= WRITTEN PROBLEM =
Extract exactly the range of lines bounded by the line containing "For each instance of the distant" and the final line of the listing, both ends included, and no other lines.
***** TASK DATA *****
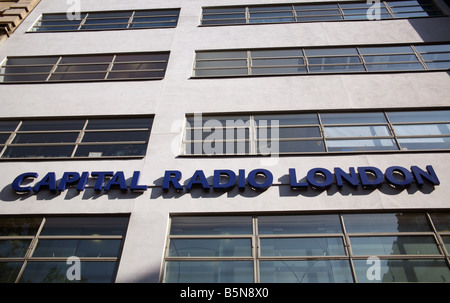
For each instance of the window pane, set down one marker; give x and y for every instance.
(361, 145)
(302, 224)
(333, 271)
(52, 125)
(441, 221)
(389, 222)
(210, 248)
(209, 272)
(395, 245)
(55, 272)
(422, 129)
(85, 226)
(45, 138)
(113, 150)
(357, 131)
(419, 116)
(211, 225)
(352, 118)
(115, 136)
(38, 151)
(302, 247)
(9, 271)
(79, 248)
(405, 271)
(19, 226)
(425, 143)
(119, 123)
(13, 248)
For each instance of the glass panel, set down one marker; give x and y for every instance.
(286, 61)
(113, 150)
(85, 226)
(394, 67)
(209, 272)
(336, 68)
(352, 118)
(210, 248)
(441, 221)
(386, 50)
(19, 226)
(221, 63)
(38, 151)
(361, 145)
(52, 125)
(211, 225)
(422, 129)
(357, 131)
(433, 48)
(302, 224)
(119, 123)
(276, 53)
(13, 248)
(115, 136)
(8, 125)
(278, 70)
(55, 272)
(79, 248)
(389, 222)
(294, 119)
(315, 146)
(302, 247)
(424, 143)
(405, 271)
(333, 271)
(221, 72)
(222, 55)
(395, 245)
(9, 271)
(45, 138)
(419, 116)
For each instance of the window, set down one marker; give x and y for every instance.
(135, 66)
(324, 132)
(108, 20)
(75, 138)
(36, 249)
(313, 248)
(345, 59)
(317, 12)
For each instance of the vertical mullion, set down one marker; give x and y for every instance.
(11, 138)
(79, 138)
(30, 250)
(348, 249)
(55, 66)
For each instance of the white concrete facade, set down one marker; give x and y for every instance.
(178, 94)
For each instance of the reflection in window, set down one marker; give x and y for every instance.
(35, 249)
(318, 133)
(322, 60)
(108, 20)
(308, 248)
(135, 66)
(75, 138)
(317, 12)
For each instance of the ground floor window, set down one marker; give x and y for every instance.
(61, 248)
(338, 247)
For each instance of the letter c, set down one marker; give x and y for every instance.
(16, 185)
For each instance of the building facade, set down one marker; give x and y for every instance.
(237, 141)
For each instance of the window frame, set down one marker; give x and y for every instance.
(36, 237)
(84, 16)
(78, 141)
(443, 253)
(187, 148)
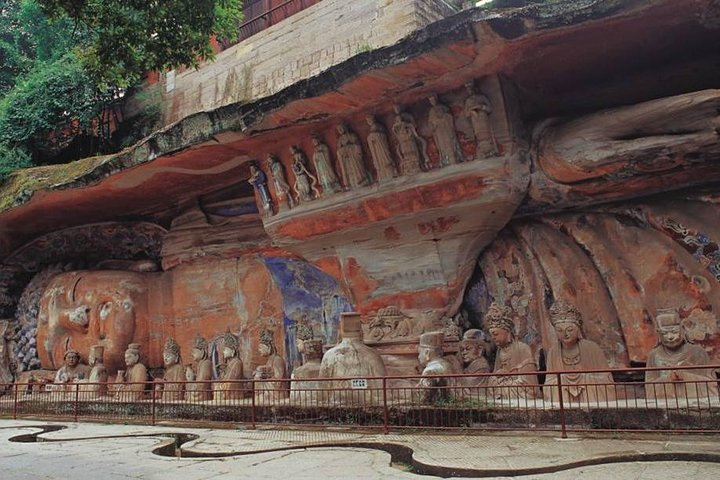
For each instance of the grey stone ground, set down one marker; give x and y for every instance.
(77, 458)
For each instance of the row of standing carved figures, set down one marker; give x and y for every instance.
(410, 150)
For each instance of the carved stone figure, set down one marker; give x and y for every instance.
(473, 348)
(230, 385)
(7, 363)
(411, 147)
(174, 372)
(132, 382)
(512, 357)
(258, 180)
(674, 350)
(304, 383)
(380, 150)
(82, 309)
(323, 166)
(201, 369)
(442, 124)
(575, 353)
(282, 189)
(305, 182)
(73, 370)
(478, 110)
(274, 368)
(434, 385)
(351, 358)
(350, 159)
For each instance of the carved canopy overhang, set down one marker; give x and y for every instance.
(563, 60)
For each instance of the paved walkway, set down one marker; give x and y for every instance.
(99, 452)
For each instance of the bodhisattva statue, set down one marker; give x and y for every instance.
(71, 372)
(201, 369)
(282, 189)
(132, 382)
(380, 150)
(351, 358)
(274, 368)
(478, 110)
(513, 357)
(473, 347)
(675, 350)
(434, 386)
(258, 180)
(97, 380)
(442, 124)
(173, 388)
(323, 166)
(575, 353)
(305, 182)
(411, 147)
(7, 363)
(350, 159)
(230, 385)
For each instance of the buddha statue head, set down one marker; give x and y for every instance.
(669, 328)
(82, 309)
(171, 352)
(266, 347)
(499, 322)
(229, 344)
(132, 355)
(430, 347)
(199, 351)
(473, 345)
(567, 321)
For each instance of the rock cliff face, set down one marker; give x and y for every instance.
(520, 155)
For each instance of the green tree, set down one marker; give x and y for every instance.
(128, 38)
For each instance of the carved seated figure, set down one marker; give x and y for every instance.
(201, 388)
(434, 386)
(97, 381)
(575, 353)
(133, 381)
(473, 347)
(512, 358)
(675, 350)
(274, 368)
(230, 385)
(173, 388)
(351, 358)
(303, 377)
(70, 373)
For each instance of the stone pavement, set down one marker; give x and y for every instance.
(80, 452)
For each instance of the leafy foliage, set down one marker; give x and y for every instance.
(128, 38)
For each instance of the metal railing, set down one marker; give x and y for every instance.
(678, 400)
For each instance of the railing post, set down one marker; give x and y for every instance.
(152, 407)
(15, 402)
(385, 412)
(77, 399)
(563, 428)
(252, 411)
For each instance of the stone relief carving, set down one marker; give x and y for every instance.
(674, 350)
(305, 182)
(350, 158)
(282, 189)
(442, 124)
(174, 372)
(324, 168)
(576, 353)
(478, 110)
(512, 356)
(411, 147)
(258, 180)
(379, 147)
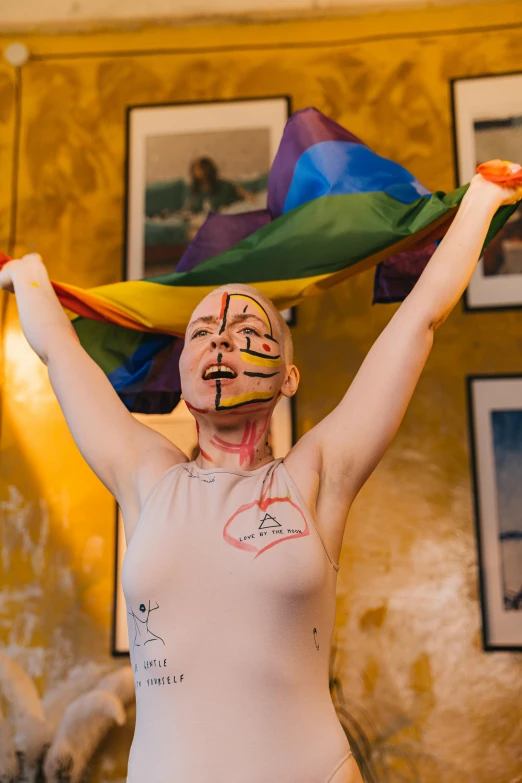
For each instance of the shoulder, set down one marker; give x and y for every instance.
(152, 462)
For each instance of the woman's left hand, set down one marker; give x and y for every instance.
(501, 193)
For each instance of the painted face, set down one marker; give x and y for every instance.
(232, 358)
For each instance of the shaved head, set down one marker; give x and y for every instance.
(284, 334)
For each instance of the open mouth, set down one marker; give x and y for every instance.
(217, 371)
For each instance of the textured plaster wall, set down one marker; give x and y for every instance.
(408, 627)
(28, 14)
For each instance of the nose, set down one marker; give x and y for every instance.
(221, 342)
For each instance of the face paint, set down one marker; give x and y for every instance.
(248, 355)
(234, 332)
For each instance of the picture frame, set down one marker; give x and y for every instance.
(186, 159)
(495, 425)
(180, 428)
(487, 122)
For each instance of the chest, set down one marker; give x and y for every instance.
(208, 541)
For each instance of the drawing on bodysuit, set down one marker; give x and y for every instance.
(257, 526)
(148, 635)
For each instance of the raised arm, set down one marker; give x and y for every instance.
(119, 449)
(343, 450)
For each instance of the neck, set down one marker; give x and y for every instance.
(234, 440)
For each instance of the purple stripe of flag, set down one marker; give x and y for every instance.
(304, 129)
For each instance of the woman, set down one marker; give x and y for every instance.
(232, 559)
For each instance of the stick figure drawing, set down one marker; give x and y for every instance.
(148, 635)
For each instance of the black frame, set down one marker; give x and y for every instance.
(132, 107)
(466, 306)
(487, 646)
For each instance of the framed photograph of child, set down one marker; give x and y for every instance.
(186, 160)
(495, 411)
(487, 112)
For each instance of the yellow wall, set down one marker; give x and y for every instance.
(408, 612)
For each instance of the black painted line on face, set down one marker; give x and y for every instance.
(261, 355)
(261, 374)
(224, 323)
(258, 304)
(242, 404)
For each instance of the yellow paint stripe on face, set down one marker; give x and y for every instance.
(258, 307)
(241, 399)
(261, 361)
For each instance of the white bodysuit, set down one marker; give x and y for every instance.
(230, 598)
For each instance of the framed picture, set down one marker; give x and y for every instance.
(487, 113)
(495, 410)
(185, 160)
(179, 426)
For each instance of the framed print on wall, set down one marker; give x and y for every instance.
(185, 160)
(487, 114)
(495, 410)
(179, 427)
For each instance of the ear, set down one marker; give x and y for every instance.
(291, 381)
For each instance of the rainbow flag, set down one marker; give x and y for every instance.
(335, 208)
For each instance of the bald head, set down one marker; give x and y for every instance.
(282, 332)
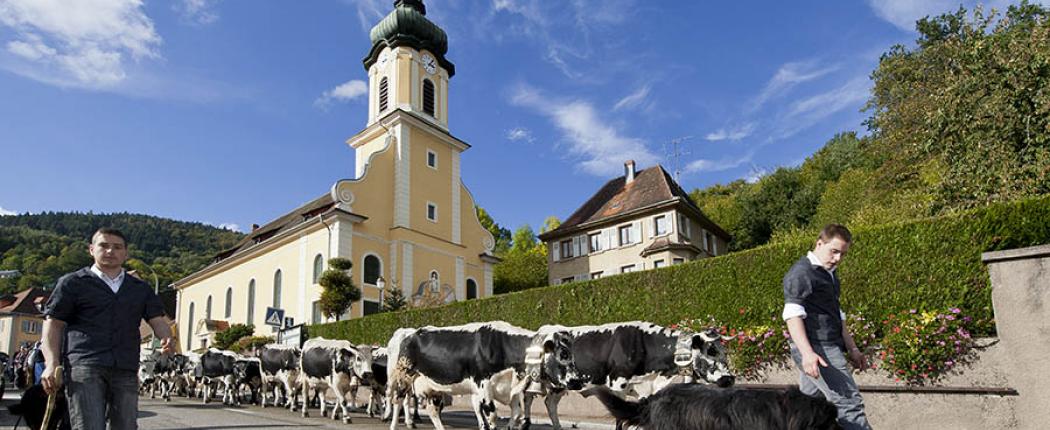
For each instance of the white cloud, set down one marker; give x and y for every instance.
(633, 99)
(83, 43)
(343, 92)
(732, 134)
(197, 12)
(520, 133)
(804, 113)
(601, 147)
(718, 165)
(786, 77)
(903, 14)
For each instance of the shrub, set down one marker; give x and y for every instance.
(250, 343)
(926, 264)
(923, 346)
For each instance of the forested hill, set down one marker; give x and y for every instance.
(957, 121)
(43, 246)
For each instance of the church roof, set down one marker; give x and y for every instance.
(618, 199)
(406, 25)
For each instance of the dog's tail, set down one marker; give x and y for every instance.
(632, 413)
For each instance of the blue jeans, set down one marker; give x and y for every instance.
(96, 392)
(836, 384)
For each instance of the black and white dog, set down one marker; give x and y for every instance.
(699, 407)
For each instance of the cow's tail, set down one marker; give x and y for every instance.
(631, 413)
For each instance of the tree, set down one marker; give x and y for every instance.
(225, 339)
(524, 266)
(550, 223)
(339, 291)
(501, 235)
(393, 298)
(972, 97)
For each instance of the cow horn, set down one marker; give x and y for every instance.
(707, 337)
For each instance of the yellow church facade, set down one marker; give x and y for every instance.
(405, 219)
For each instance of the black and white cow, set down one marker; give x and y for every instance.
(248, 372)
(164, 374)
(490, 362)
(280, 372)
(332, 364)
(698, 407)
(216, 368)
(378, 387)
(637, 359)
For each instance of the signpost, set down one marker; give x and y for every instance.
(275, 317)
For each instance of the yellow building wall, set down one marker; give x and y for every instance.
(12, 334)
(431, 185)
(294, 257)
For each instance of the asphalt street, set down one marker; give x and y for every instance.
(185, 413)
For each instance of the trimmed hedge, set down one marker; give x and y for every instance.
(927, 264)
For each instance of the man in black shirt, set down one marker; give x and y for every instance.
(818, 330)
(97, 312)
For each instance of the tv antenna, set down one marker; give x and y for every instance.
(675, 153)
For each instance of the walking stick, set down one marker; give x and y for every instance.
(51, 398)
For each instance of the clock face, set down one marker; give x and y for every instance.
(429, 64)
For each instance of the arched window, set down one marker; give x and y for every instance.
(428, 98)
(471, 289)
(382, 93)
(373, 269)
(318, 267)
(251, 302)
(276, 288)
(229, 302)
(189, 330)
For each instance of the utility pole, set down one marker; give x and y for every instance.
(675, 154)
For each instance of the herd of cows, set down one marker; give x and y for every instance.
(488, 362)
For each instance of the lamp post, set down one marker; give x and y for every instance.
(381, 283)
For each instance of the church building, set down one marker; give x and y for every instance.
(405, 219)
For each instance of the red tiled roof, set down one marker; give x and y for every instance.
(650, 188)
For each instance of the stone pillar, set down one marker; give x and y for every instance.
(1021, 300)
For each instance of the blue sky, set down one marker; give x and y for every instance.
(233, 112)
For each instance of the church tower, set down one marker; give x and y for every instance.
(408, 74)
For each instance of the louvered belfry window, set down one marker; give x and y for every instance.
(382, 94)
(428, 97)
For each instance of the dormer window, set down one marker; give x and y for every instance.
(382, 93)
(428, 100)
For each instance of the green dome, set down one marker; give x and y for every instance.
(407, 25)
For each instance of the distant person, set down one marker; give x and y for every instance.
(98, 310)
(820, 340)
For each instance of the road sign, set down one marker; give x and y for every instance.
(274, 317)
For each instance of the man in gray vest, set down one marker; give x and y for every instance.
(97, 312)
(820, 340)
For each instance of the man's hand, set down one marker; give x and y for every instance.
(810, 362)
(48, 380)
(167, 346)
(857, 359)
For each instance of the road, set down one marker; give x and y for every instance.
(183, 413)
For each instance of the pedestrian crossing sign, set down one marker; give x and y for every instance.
*****
= OUTPUT FOR THIS EXERCISE =
For each instance of the distant person, set down one marker; give x and y for every instance.
(98, 310)
(820, 340)
For each instance of the road sign, set down one marker; give x and y for every instance.
(274, 317)
For each instance of the man in gray vest, set down one marker; give x and y for every instance.
(97, 312)
(820, 340)
For each instance of the man's hand, set down one marker; give x and y for every instance.
(810, 362)
(48, 380)
(167, 346)
(857, 359)
For each instance of the road, set down one marker; give x and y for every instance.
(183, 413)
For each instance of the pedestrian crossing sign, set down one marker; give x and y for every instance.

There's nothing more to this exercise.